Swap "zebra" for "giraffe" in the material below and write out all its lines again, leaving everything else untouched.

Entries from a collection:
====

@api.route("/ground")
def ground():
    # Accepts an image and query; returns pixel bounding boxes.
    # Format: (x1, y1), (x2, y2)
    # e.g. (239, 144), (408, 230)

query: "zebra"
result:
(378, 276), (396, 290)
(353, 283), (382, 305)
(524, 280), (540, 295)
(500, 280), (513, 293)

====

REPLY TO THE EXERCISE:
@api.route("/ground")
def ground():
    # Accepts an image and query; returns pixel bounding boxes.
    # Format: (x1, y1), (x2, y2)
    # e.g. (239, 144), (408, 230)

query: "giraffe"
result:
(378, 276), (396, 290)
(353, 283), (382, 305)
(524, 280), (540, 295)
(500, 280), (513, 293)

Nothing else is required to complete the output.